Lines of data:

━━━━━━━━

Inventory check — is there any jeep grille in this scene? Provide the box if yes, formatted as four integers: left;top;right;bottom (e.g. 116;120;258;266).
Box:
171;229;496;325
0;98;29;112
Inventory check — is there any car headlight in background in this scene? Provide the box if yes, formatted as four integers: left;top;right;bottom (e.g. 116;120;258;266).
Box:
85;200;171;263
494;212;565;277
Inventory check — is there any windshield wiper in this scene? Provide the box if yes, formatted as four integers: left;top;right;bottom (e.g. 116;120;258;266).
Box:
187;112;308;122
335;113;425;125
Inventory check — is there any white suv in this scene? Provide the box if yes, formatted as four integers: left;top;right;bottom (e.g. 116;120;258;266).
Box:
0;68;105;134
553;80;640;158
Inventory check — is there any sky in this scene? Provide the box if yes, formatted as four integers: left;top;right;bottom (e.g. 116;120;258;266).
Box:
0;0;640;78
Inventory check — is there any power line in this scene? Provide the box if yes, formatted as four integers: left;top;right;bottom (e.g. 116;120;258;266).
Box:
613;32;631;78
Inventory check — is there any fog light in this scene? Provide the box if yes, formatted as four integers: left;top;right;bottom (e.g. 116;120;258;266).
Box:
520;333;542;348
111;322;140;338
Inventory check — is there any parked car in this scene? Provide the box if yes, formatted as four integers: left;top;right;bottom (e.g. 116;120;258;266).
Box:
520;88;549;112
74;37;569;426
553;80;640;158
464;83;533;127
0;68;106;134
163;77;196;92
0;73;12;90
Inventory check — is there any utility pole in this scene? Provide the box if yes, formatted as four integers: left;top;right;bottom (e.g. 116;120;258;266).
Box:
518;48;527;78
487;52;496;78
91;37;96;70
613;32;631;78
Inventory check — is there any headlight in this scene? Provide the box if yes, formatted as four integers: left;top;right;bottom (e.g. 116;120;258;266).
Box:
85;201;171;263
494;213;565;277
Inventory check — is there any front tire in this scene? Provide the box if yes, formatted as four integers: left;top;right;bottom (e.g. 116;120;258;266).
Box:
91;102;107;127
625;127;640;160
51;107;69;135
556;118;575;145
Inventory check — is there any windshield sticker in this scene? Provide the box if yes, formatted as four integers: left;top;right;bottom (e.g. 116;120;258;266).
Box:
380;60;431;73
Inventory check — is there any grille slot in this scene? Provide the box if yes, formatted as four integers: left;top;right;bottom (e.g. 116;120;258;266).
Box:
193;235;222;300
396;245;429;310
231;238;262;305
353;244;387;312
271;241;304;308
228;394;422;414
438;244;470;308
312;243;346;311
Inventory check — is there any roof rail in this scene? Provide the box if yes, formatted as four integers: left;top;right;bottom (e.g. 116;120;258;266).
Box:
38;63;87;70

━━━━━━━━

WHAT IS NEEDED: Return every line of the records above that contains the string "grille", copying each such line in full.

OUTPUT:
Inventory check — is there any jeep grille in this scene? Provide the box if yes, formatted as four integers: left;top;right;bottom (e.g. 116;120;258;266).
Inventory check — is there any grille slot in this scene? Provide the box if yes, formatted as four integers: left;top;right;bottom (e.g. 116;120;258;266).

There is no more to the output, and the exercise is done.